→ EXPLORE THE MATERIAL
- A) List every city named in the biography of Chavalit Soemprungsuk.
- B) Carry on the biography of Chavalit Soemprungsuk from the point where it stops.
━━━ GIVEN PASSAGE ━━━
= Chavalit Soemprungsuk =

Thai painter (1939–2020)

Chavalit Soemprungsuk (ชวลิต เสริมปรุงสุข, 30 July 1939 – 27 April 2020) was a Thai painter, sculptor, and printmaker based in Thailand and the Netherlands. In 2014, Soemprungsuk was honored as a National Artist of Thailand for visual arts.

==Biography==
Soemprungsuk was born in Khon Kaen, Thailand, located in the country's northeast Isan region, on 30 July 1939. He studied at Silpakorn University in Bangkok, where he was one of the last students of the Italian-born sculptor, Silpa Bhirasri. Soemprungsuk then moved to Amsterdam to enroll at the Rijksakademie van beeldende kunsten (State Academy of Fine Arts).
━━━ AVAILABLE DATA ━━━
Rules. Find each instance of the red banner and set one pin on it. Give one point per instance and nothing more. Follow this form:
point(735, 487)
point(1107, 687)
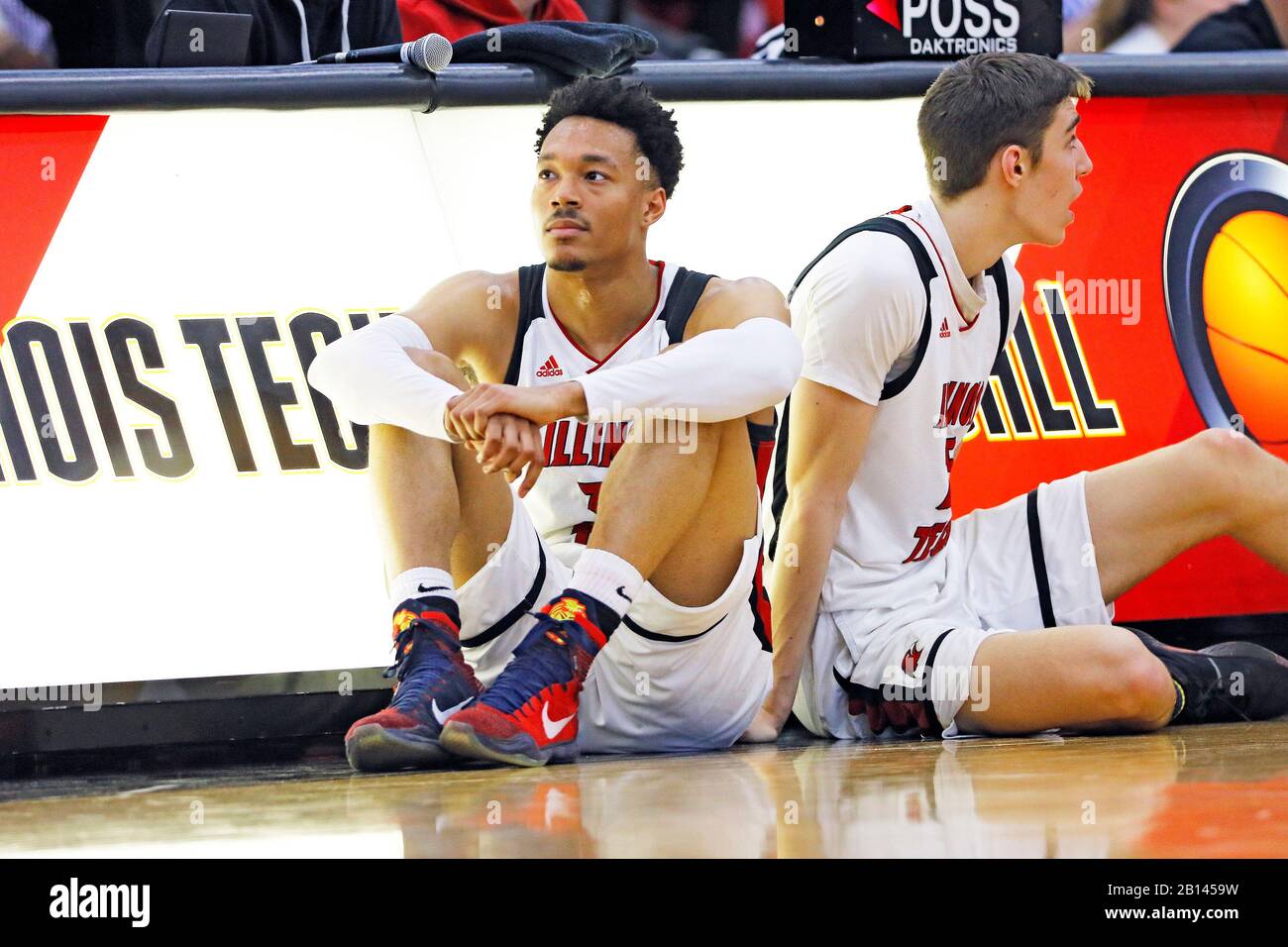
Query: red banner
point(1198, 179)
━━━
→ WRITTEN RESPONSES
- A) Khon Kaen, Bangkok, Amsterdam

- B)
Soemprungsuk worked in several different visual arts throughout his career, including realistic and abstract paintings and sculpture. He focused on digital printing during the last ten years of his life. Most recently, Soemprungsuk returned to Bangkok in the spring of 2020 for a public exhibition as part of the 80+ Art Festival Thailand.

Soemprungsuk had several pre-existing conditions, including heart disease and lymphoma, before he began exhibiting symptoms of COVID-19 on 10 April 2020. He was hospitalized at the Onze Lieve Vrouwe Gasthuis (OLVG) hospital in Amsterdam on 17 April 2020. Chavalit Soemprungsuk died from COVID-19 during the COVID-19 pandemic in the Netherlands at OLVG on 27 April 2020, at the age of 80.